::: Aangeleverde tekst :::

3.1.2. Zowel de borgstelling als de borgstellingsvergoeding berusten op zakelijk handelen van partijen.
3.1.3. Op 29 maart 1993 en op 16 november 1993 heeft de Deutsche Bank een bedrag van ƒ 5.040.000 respectievelijk ƒ 503.121 op belanghebbende verhaald uit hoofde van de borgstellingsovereenkomst.
3.1.4. In het boekjaar 1992/1993 heeft belanghebbende ƒ 5.125.701 ten laste van haar winst gebracht. Dit bedrag heeft zij in haar aangifte vennootschapsbelasting 1992/1993 verantwoord als buitengewone last met als omschrijving "voorziening vordering A o.a. verlies bij overname vordering op A (regresvordering uit hoofde van borgstelling) inclusief rente op de vordering".
3.1.5. Belanghebbende heeft de regresvorderingen op A die zij verkreeg uit hoofde van de door haar als borg gedane betalingen gewaardeerd op de waarde in het economische verkeer. Deze waarde is aanzienlijk lager dan het nominale bedrag van de vorderingen.
3.1.6. Op 31 december 1995 heeft belanghebbende het totaal van haar vorderingen op A, waaronder de regresvorderingen, als informeel kapitaal ingebracht in A.
3.1.7. Bij het vaststellen van de aanslag over het onderhavige boekjaar (1994/1995) heeft de Inspecteur op de voet van artikel 13b van de Wet op de vennootschapsbelasting 1969 (tekst 1995; hierna: de Wet) - voor zover in cassatie van belang - ter zake van de omzetting van de regresvorderingen in informeel kapitaal een bedrag van ƒ 4.622.075 tot de belastbare winst van belanghebbende gerekend.
3.2. Tussen partijen was voor het Hof in geschil of de Inspecteur terecht deze correctie heeft aangebracht. Voor het Hof spitste het geschil zich toe op de vraag of belanghebbende de regresvorderingen in het boekjaar 1992/1993 heeft afgewaardeerd ten laste van de in Nederland belastbare winst. Buiten geschil was dat aan de overige voorwaarden van artikel 13b van de Wet is voldaan.
Het Hof heeft de vorenbedoelde vraag bevestigend beantwoord. De middelen keren zich tegen dit oordeel.
3.3.1. Artikel 13b, lid 1, van de Wet, houdt - voor zover in cassatie van belang - in dat voor zover een vordering op een lichaam waarin de belastingplichtige een deelneming heeft, is afgewaardeerd ten laste van de in Nederland belastbare winst van de belastingplichtige, in geval die vordering wordt aangewend tot storting op aandelen - of tot de daarmee op één lijn te stellen storting van informeel kapitaal - in die deelneming, een bedrag gelijk aan die afwaardering wordt gerekend tot de winst van de belastingplichtige.

::: Getoonde gegevens :::

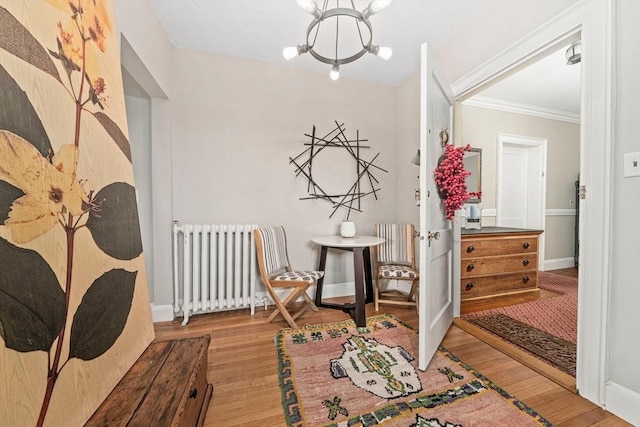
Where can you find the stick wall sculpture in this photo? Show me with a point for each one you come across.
(365, 184)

:::

* Opgave A
Welk bedrag heeft de Inspecteur volgens de tekst over de borgstelling tot de belastbare winst van belanghebbende gerekend?
* Opgave B
Zet de tekst over de borgstelling en artikel 13b voort na de laatste zin die er staat.

* Eindantwoord A
De Inspecteur heeft een bedrag van ƒ 4.622.075 tot de belastbare winst van belanghebbende gerekend.

* Eindantwoord B
3.3.2. Belanghebbende heeft in het jaar waarin de Deutsche Bank de in 3.1.3 vermelde bedragen uit hoofde van de borgstellingsovereenkomst op haar heeft verhaald, een regresvordering opgevoerd op de deelneming wier schuld op haar verhaald werd. Het nominale bedrag van deze regresvordering is gelijk aan het op belanghebbende verhaalde bedrag. Belanghebbende heeft evenwel de regresvordering op een lager bedrag gewaardeerd dan het door de genoemde bank op haar verhaalde bedrag. De regresvordering is daardoor aan te merken als een afgewaardeerde vordering als bedoeld in artikel 13b, lid 1, van de Wet. Hieraan doet niet af dat belanghebbende door de vorming van een voorziening het desbetreffende verlies (gedeeltelijk) met toepassing van de regels van goed koopmansgebruik in een eerder jaar ten laste van de winst heeft gebracht, nu met het vormen van die voorziening wordt vooruitgelopen op het op de regresvordering te lijden verlies. Deze uitlegging strookt met de wetsgeschiedenis zoals weergegeven in onderdeel 10.2 van de conclusie van de Advocaat-Generaal.
3.4. Het hiervoor in 3.3.1 en 3.3.2 overwogene brengt mee dat de middelen niet tot cassatie kunnen leiden.
4. Proceskosten
De Hoge Raad acht geen termen aanwezig voor een veroordeling in de proceskosten.
5. Beslissing
De Hoge Raad verklaart het beroep in cassatie ongegrond.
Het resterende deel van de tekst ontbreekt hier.